Work required
Please copy the data from its start through the line holding "256 3 L 216", both ends included, replacing "instance" with "occurrence" and leaving everything else unchanged. Omit the pictures from your answer.

:: Data for the task

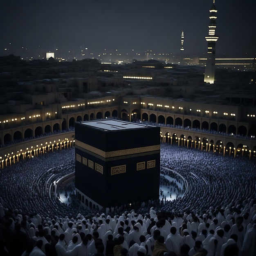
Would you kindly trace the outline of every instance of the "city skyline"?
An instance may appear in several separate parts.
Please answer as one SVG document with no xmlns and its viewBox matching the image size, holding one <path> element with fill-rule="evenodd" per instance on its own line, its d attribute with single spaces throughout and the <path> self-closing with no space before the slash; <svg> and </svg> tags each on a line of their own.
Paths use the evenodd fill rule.
<svg viewBox="0 0 256 256">
<path fill-rule="evenodd" d="M 256 3 L 216 1 L 216 56 L 255 53 Z M 0 11 L 0 56 L 38 56 L 56 52 L 77 54 L 207 52 L 209 10 L 212 0 L 109 1 L 11 0 Z M 17 25 L 18 23 L 18 25 Z M 87 48 L 87 49 L 86 49 Z M 56 50 L 58 49 L 58 50 Z M 95 56 L 94 56 L 95 58 Z"/>
</svg>

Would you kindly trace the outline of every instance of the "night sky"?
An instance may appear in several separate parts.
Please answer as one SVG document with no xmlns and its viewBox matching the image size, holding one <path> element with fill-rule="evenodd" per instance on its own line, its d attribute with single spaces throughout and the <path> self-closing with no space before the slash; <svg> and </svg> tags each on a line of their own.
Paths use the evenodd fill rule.
<svg viewBox="0 0 256 256">
<path fill-rule="evenodd" d="M 25 51 L 207 52 L 211 0 L 6 0 L 0 56 Z M 216 0 L 218 54 L 256 52 L 256 1 Z M 10 44 L 11 43 L 11 44 Z M 22 48 L 22 47 L 24 48 Z M 4 48 L 7 49 L 5 50 Z M 106 49 L 106 51 L 105 51 Z"/>
</svg>

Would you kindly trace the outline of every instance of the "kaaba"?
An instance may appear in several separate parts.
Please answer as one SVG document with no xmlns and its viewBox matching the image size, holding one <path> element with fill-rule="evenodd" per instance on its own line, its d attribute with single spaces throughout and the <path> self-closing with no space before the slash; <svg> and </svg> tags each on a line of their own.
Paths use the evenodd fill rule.
<svg viewBox="0 0 256 256">
<path fill-rule="evenodd" d="M 77 122 L 75 139 L 76 193 L 86 206 L 159 198 L 159 127 L 110 119 Z"/>
</svg>

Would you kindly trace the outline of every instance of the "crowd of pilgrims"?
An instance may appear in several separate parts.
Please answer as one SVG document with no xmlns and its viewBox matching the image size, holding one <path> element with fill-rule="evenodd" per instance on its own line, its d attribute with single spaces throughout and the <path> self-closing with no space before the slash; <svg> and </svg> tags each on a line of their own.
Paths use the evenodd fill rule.
<svg viewBox="0 0 256 256">
<path fill-rule="evenodd" d="M 100 211 L 43 188 L 74 171 L 74 148 L 0 170 L 0 255 L 256 255 L 254 162 L 162 144 L 161 166 L 182 196 Z"/>
</svg>

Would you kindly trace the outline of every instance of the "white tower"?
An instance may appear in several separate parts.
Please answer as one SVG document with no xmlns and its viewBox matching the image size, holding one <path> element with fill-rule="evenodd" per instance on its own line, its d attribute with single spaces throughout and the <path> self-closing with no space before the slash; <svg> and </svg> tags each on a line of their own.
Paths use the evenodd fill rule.
<svg viewBox="0 0 256 256">
<path fill-rule="evenodd" d="M 215 45 L 218 39 L 218 37 L 215 35 L 216 29 L 216 13 L 218 11 L 215 7 L 215 0 L 213 0 L 213 3 L 210 10 L 210 23 L 208 36 L 205 37 L 205 39 L 208 42 L 207 59 L 206 62 L 206 67 L 204 72 L 204 81 L 205 83 L 214 83 L 215 75 Z"/>
<path fill-rule="evenodd" d="M 181 38 L 180 40 L 180 43 L 181 44 L 181 46 L 180 47 L 180 49 L 181 51 L 184 51 L 184 48 L 183 48 L 183 45 L 184 44 L 184 31 L 182 31 L 181 32 L 181 36 L 180 37 Z"/>
</svg>

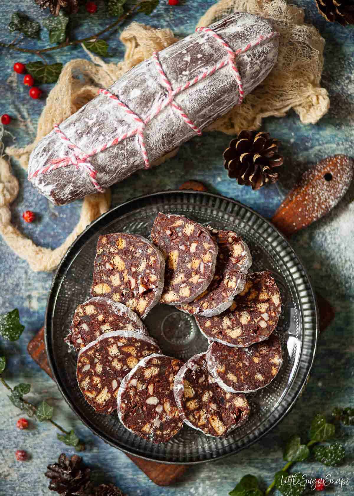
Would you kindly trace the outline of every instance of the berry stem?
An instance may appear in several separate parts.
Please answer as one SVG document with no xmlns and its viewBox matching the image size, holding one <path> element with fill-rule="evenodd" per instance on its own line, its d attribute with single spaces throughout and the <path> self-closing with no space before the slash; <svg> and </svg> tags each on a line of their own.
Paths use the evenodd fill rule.
<svg viewBox="0 0 354 496">
<path fill-rule="evenodd" d="M 6 387 L 7 389 L 8 389 L 8 390 L 11 391 L 11 393 L 13 392 L 13 389 L 12 389 L 12 388 L 11 387 L 11 386 L 7 384 L 7 383 L 6 382 L 6 381 L 3 378 L 1 374 L 0 374 L 0 381 L 1 381 L 3 385 L 5 386 L 5 387 Z M 27 401 L 26 400 L 24 400 L 23 398 L 22 398 L 22 401 L 24 403 L 25 403 L 26 405 L 28 405 L 29 406 L 30 406 L 33 411 L 33 413 L 35 414 L 37 408 L 34 406 L 34 405 L 32 405 L 32 404 L 30 403 L 29 401 Z M 54 420 L 52 420 L 52 419 L 47 419 L 47 420 L 49 422 L 50 422 L 52 425 L 55 426 L 55 427 L 56 427 L 57 429 L 59 429 L 59 430 L 60 431 L 63 433 L 63 434 L 70 434 L 69 431 L 65 431 L 64 429 L 61 427 L 61 426 L 59 426 L 59 424 L 57 424 L 57 422 L 55 422 Z M 81 446 L 84 445 L 84 443 L 82 441 L 80 442 L 80 444 Z"/>
<path fill-rule="evenodd" d="M 6 43 L 0 43 L 0 47 L 2 47 L 4 48 L 9 48 L 12 50 L 16 50 L 17 52 L 22 52 L 25 54 L 34 54 L 35 55 L 38 55 L 41 57 L 41 54 L 44 54 L 47 52 L 52 52 L 53 50 L 58 50 L 59 48 L 64 48 L 65 47 L 69 47 L 72 45 L 78 45 L 79 43 L 82 43 L 85 41 L 90 41 L 92 40 L 93 38 L 98 38 L 101 35 L 104 34 L 105 33 L 107 33 L 108 31 L 110 31 L 113 28 L 115 27 L 118 24 L 125 21 L 125 19 L 127 19 L 128 17 L 130 17 L 134 12 L 137 9 L 137 8 L 140 6 L 141 1 L 138 2 L 130 10 L 126 12 L 125 14 L 121 15 L 120 17 L 114 22 L 113 22 L 111 24 L 110 24 L 105 29 L 102 29 L 102 31 L 99 31 L 98 33 L 96 33 L 95 34 L 91 35 L 91 36 L 87 36 L 86 38 L 82 38 L 80 40 L 73 40 L 71 41 L 64 41 L 62 43 L 60 43 L 59 45 L 57 45 L 55 47 L 49 47 L 48 48 L 43 48 L 40 50 L 31 50 L 30 48 L 20 48 L 19 47 L 15 46 L 11 43 L 9 45 L 6 45 Z"/>
</svg>

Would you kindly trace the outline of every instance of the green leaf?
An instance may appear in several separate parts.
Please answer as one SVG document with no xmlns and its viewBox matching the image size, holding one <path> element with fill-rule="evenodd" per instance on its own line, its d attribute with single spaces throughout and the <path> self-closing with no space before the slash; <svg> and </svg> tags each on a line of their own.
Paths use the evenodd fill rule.
<svg viewBox="0 0 354 496">
<path fill-rule="evenodd" d="M 41 30 L 39 23 L 36 21 L 31 21 L 24 14 L 14 12 L 8 27 L 10 31 L 20 31 L 28 38 L 39 38 L 39 32 Z"/>
<path fill-rule="evenodd" d="M 253 493 L 250 493 L 250 491 Z M 258 494 L 259 496 L 262 496 L 262 493 L 259 490 L 257 477 L 247 474 L 242 478 L 237 486 L 229 494 L 230 496 L 258 496 Z"/>
<path fill-rule="evenodd" d="M 312 441 L 326 441 L 334 435 L 336 428 L 333 424 L 327 424 L 324 415 L 316 415 L 310 429 L 310 438 Z"/>
<path fill-rule="evenodd" d="M 59 15 L 45 19 L 43 26 L 49 31 L 49 41 L 51 43 L 61 43 L 66 37 L 66 25 L 69 16 L 60 10 Z"/>
<path fill-rule="evenodd" d="M 33 405 L 29 405 L 25 403 L 21 398 L 10 394 L 8 398 L 17 408 L 19 408 L 22 412 L 24 412 L 29 417 L 32 417 L 36 413 L 36 408 Z"/>
<path fill-rule="evenodd" d="M 5 339 L 16 341 L 24 328 L 24 325 L 20 322 L 20 315 L 17 309 L 0 316 L 0 336 Z"/>
<path fill-rule="evenodd" d="M 59 441 L 62 441 L 67 446 L 77 446 L 80 439 L 73 431 L 70 431 L 68 434 L 57 434 L 57 437 Z"/>
<path fill-rule="evenodd" d="M 31 384 L 26 384 L 25 382 L 21 382 L 15 386 L 13 388 L 12 394 L 16 398 L 19 398 L 22 399 L 24 394 L 27 394 L 31 390 Z"/>
<path fill-rule="evenodd" d="M 122 5 L 125 3 L 126 0 L 108 0 L 107 8 L 108 13 L 113 17 L 117 16 L 120 17 L 124 13 L 124 9 Z"/>
<path fill-rule="evenodd" d="M 26 69 L 39 83 L 55 83 L 61 72 L 62 64 L 44 64 L 42 61 L 38 61 L 26 63 Z"/>
<path fill-rule="evenodd" d="M 285 446 L 283 459 L 289 462 L 303 462 L 309 454 L 307 446 L 301 444 L 300 436 L 294 435 Z"/>
<path fill-rule="evenodd" d="M 300 472 L 288 474 L 279 470 L 274 476 L 275 487 L 284 496 L 301 496 L 306 490 L 306 480 Z"/>
<path fill-rule="evenodd" d="M 46 401 L 42 401 L 37 408 L 36 415 L 40 422 L 49 420 L 53 416 L 53 407 L 50 406 Z"/>
<path fill-rule="evenodd" d="M 108 54 L 108 43 L 104 40 L 96 40 L 96 41 L 85 41 L 84 46 L 88 50 L 93 52 L 102 57 L 107 57 Z"/>
<path fill-rule="evenodd" d="M 159 4 L 159 0 L 149 0 L 149 1 L 142 1 L 138 12 L 141 12 L 146 15 L 150 15 Z"/>
<path fill-rule="evenodd" d="M 346 450 L 340 442 L 334 442 L 329 446 L 318 446 L 313 449 L 315 458 L 327 467 L 335 467 L 343 461 Z"/>
</svg>

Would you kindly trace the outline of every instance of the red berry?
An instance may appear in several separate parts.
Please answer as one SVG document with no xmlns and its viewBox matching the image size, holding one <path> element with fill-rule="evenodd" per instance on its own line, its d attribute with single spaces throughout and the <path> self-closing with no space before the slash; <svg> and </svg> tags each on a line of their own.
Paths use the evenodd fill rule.
<svg viewBox="0 0 354 496">
<path fill-rule="evenodd" d="M 18 429 L 26 429 L 28 427 L 28 421 L 27 419 L 19 419 L 18 420 L 16 423 L 16 427 Z"/>
<path fill-rule="evenodd" d="M 39 88 L 37 88 L 37 86 L 33 86 L 29 90 L 29 96 L 31 98 L 35 99 L 40 98 L 41 95 L 42 90 L 40 90 Z"/>
<path fill-rule="evenodd" d="M 31 212 L 31 210 L 26 210 L 25 212 L 24 212 L 22 214 L 22 217 L 25 222 L 33 222 L 36 218 L 34 212 Z"/>
<path fill-rule="evenodd" d="M 97 10 L 97 5 L 94 1 L 88 1 L 86 4 L 86 9 L 90 14 L 94 14 Z"/>
<path fill-rule="evenodd" d="M 323 491 L 325 488 L 324 479 L 316 479 L 315 489 L 316 491 Z"/>
<path fill-rule="evenodd" d="M 13 70 L 17 74 L 22 74 L 24 72 L 26 69 L 26 66 L 24 63 L 21 63 L 20 62 L 16 62 L 15 64 L 13 65 Z"/>
<path fill-rule="evenodd" d="M 3 115 L 1 116 L 1 122 L 4 125 L 6 125 L 6 124 L 9 124 L 11 122 L 11 117 L 10 117 L 8 114 L 4 114 Z"/>
<path fill-rule="evenodd" d="M 23 78 L 23 84 L 26 86 L 33 86 L 34 84 L 34 79 L 30 74 L 26 74 Z"/>
<path fill-rule="evenodd" d="M 15 454 L 18 462 L 24 462 L 28 458 L 27 452 L 23 449 L 18 449 Z"/>
</svg>

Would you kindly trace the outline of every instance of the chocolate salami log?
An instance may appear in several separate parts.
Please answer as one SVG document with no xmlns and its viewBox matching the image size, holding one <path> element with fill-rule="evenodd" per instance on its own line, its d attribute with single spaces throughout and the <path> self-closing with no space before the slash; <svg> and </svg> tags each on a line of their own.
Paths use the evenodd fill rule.
<svg viewBox="0 0 354 496">
<path fill-rule="evenodd" d="M 112 413 L 123 378 L 142 358 L 160 352 L 154 340 L 141 332 L 115 331 L 100 336 L 77 357 L 76 377 L 85 399 L 99 413 Z"/>
<path fill-rule="evenodd" d="M 143 358 L 121 381 L 117 397 L 120 422 L 153 442 L 167 442 L 183 422 L 174 397 L 174 384 L 183 362 L 165 355 Z"/>
<path fill-rule="evenodd" d="M 271 22 L 236 12 L 123 75 L 43 138 L 30 159 L 34 186 L 57 205 L 148 168 L 259 84 L 277 60 Z"/>
<path fill-rule="evenodd" d="M 207 435 L 224 435 L 249 415 L 245 396 L 224 391 L 209 373 L 205 353 L 195 355 L 181 367 L 174 391 L 183 421 Z"/>
<path fill-rule="evenodd" d="M 78 350 L 104 333 L 121 329 L 148 334 L 136 313 L 127 307 L 98 296 L 77 307 L 64 341 Z"/>
<path fill-rule="evenodd" d="M 219 247 L 215 273 L 209 287 L 190 303 L 177 308 L 192 315 L 212 317 L 232 305 L 243 290 L 252 257 L 247 245 L 232 231 L 211 230 Z"/>
<path fill-rule="evenodd" d="M 283 363 L 282 346 L 273 334 L 248 348 L 233 348 L 214 341 L 206 362 L 221 387 L 232 393 L 253 393 L 270 384 Z"/>
</svg>

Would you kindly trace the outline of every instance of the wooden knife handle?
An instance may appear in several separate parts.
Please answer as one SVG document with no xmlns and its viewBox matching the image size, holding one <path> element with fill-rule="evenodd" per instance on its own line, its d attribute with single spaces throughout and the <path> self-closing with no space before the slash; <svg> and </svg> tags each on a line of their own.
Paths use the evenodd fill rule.
<svg viewBox="0 0 354 496">
<path fill-rule="evenodd" d="M 328 157 L 306 171 L 272 218 L 283 234 L 291 236 L 325 215 L 347 192 L 354 162 L 347 155 Z"/>
</svg>

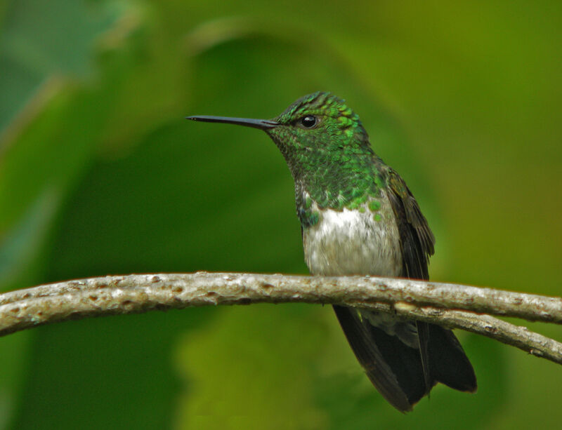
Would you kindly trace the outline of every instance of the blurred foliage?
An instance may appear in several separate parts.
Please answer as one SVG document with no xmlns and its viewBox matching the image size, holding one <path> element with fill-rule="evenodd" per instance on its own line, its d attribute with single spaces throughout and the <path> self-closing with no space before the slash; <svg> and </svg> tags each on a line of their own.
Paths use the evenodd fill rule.
<svg viewBox="0 0 562 430">
<path fill-rule="evenodd" d="M 559 295 L 561 5 L 2 3 L 0 288 L 306 273 L 275 146 L 183 118 L 269 118 L 322 89 L 418 197 L 433 279 Z M 41 328 L 0 340 L 0 429 L 556 428 L 556 365 L 460 335 L 478 393 L 438 387 L 405 416 L 321 307 Z"/>
</svg>

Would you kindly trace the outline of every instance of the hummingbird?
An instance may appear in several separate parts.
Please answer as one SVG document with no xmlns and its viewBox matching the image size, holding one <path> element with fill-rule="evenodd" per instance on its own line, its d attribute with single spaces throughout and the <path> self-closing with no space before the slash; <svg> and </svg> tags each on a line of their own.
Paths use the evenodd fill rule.
<svg viewBox="0 0 562 430">
<path fill-rule="evenodd" d="M 317 92 L 273 119 L 194 116 L 265 131 L 294 180 L 304 258 L 313 275 L 429 279 L 435 238 L 400 176 L 374 152 L 345 101 Z M 441 382 L 474 392 L 470 361 L 450 330 L 395 315 L 333 305 L 358 361 L 399 411 Z"/>
</svg>

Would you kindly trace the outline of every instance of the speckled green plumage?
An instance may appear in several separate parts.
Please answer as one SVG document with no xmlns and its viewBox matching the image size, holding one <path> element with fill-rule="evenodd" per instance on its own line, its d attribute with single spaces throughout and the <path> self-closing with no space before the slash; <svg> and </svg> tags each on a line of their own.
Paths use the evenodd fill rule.
<svg viewBox="0 0 562 430">
<path fill-rule="evenodd" d="M 320 119 L 314 129 L 299 126 L 306 115 Z M 369 201 L 369 208 L 376 210 L 376 199 L 385 185 L 380 168 L 384 165 L 373 152 L 359 116 L 344 100 L 329 93 L 315 93 L 293 103 L 273 121 L 282 126 L 268 133 L 291 169 L 303 227 L 319 219 L 309 199 L 321 209 L 358 209 Z"/>
<path fill-rule="evenodd" d="M 344 100 L 315 93 L 271 120 L 189 119 L 254 127 L 273 140 L 294 179 L 311 274 L 428 278 L 434 238 L 427 221 Z M 353 307 L 334 309 L 369 379 L 399 410 L 410 410 L 438 382 L 476 390 L 472 366 L 450 330 Z"/>
</svg>

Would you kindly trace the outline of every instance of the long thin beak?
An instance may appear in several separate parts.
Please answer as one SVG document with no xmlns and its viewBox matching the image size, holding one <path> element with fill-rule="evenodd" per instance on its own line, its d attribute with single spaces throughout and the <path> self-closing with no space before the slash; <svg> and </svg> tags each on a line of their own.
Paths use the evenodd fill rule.
<svg viewBox="0 0 562 430">
<path fill-rule="evenodd" d="M 254 127 L 260 130 L 273 128 L 280 125 L 278 122 L 269 119 L 250 119 L 249 118 L 230 118 L 230 116 L 209 116 L 208 115 L 196 115 L 195 116 L 185 116 L 185 119 L 193 121 L 202 121 L 207 123 L 224 123 L 226 124 L 237 124 L 246 127 Z"/>
</svg>

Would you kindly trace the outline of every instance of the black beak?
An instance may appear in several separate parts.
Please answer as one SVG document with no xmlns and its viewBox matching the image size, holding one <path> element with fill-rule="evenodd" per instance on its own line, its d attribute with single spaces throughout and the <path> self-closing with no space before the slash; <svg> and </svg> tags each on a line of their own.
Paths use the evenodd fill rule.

::::

Correct result
Would you kindly trace the outline of every occurrence of the "city skyline"?
An occurrence may appear in several separate parts.
Please answer as one SVG document with no xmlns and its viewBox matching the image size, holding one <path> element with fill-rule="evenodd" per occurrence on its own line, its d attribute with single spaces throughout and the <path> self-closing with no space before the slash; <svg> and </svg> tags each on a line of their own.
Paths use the evenodd fill rule.
<svg viewBox="0 0 256 256">
<path fill-rule="evenodd" d="M 256 3 L 216 1 L 216 56 L 255 53 Z M 0 11 L 0 56 L 38 56 L 56 52 L 77 54 L 207 52 L 209 10 L 212 0 L 109 1 L 11 0 Z M 17 25 L 18 23 L 18 25 Z M 87 48 L 87 49 L 86 49 Z M 56 50 L 58 49 L 58 50 Z M 95 56 L 94 56 L 95 58 Z"/>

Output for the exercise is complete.